* Passage given *
..........
# Cca



## Prism Goldens (May 27, 2011)

A clean dog is all that's required as to grooming. And you can wear whatever you want, jeans, shorts- we get an occasional show suit but not usually. Remember you will hopefully earn the title and will be in a group photo after if so- dress like you'd like to be seen in the GRNews~ HAVE FUN! LEARN LOTS!


----------



## Sweet Girl (Jun 10, 2010)

CCA is SO fun and interesting! You'll love it. Ours was held outdoors on a really hot day, so I was in shorts and a t-shirt. Was very casual. They won't judge your attire at all, and Prism is right - no need for special grooming. Shala had a bath the day before and I made sure she had pretty feet and trimmed nails. But that was it!


----------



## Anele (Dec 12, 2014)

Thank you, Prism Goldens and Sweet Girl! Your advice was perfect! We did have a great time and learned a lot. The organizers did an incredible job. I am floored imagining the amount of work it must have taken!

Here's a pic of our boy with his CCA ribbon.


----------



## Buddy's mom forever (Jun 23, 2011)

Congratulations, your boy is very handsome!


----------



## Sweet Girl (Jun 10, 2010)
..........
* Tasks for this exercise *
A - Transcribe the CCA thread word for word. Begin at the words "## Anele (Dec" and stop after "is very handsome!".
B - Answer these questions from the CCA thread.
(i) What did Sweet Girl wear to the CCA she attended, and what were the conditions that day?
(ii) In which publication does Prism Goldens say to dress as you'd like to be seen?
(iii) Whom does Anele thank for the advice?
C - Write the next part of the CCA thread, picking up from its final line.

* Information shown *
..........
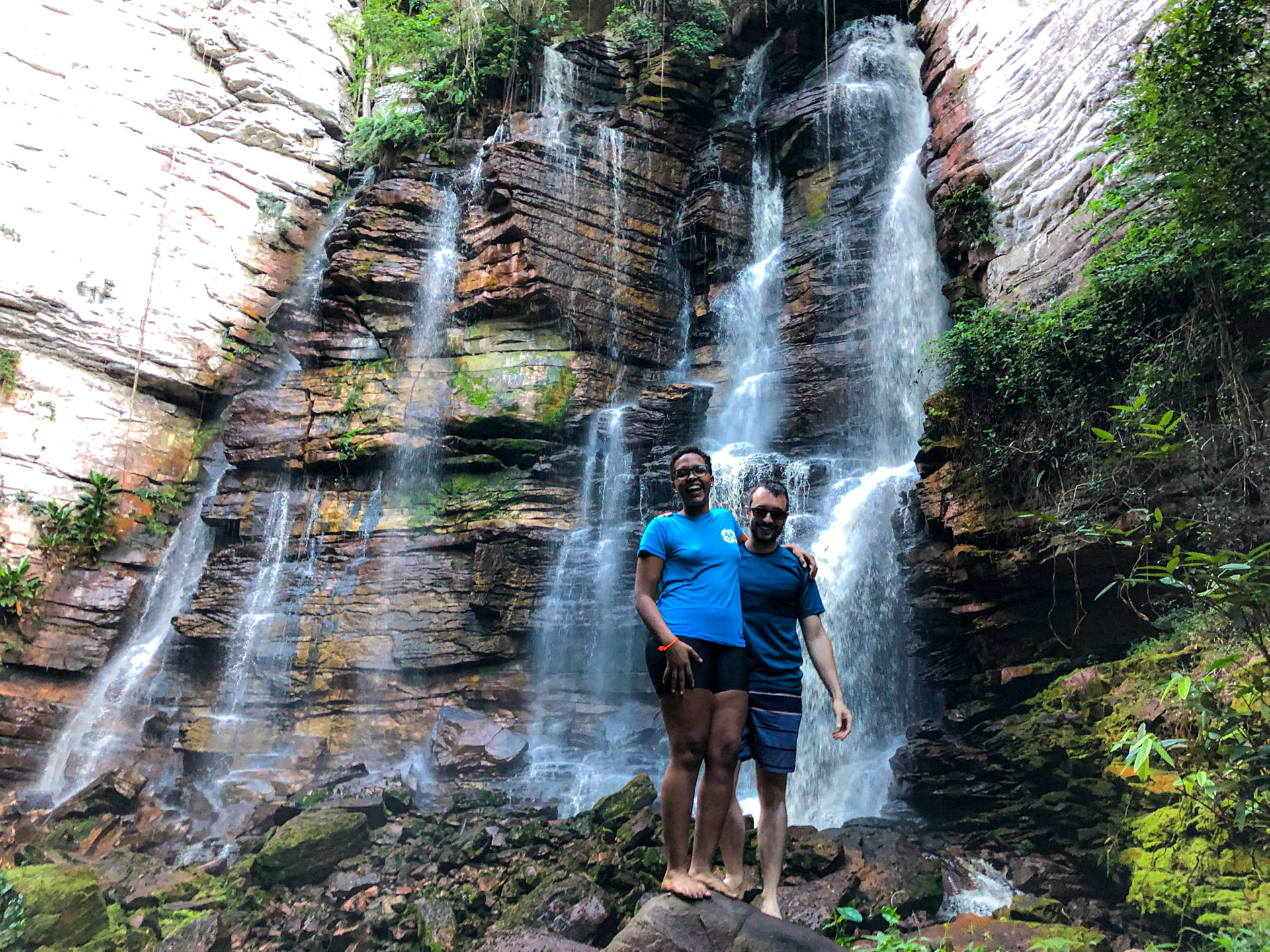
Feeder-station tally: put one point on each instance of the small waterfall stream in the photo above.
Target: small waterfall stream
(107, 729)
(861, 580)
..........
* Responses *
A -
## Anele (Dec 12, 2014)

Thank you, Prism Goldens and Sweet Girl! Your advice was perfect! We did have a great time and learned a lot. The organizers did an incredible job. I am floored imagining the amount of work it must have taken!

Here's a pic of our boy with his CCA ribbon.


----------



## Buddy's mom forever (Jun 23, 2011)

Congratulations, your boy is very handsome!

B -
(i) Shorts and a t-shirt. It was held outdoors on a really hot day.
(ii) The GRNews.
(iii) Prism Goldens and Sweet Girl.

C -
Congratulations! You learn so much about your dog, eh? I loved it. So glad it went well!


----------



## Anele (Dec 12, 2014)

Thank you, Buddy's Mom Forever and Sweet Girl!


----------



## Buddy's mom forever (Jun 23, 2011)

Anele said:


> Thank you, Buddy's Mom Forever and Sweet Girl!


It is my pleasure to see you embarking on a remarkable journey with your sweet Kevin. :smile2:


----------



## Anele (Dec 12, 2014)

Buddy's mom forever said:


> It is my pleasure to see you embarking on a remarkable journey with your sweet Kevin. :smile2:


Aww, thank you!!! My daughter is the one who does all the work with him... I just do the driving, heavy lifting, and paying, haha! She's trying to get me into the show ring, but I can't imagine it! I just sit back and admire those who do!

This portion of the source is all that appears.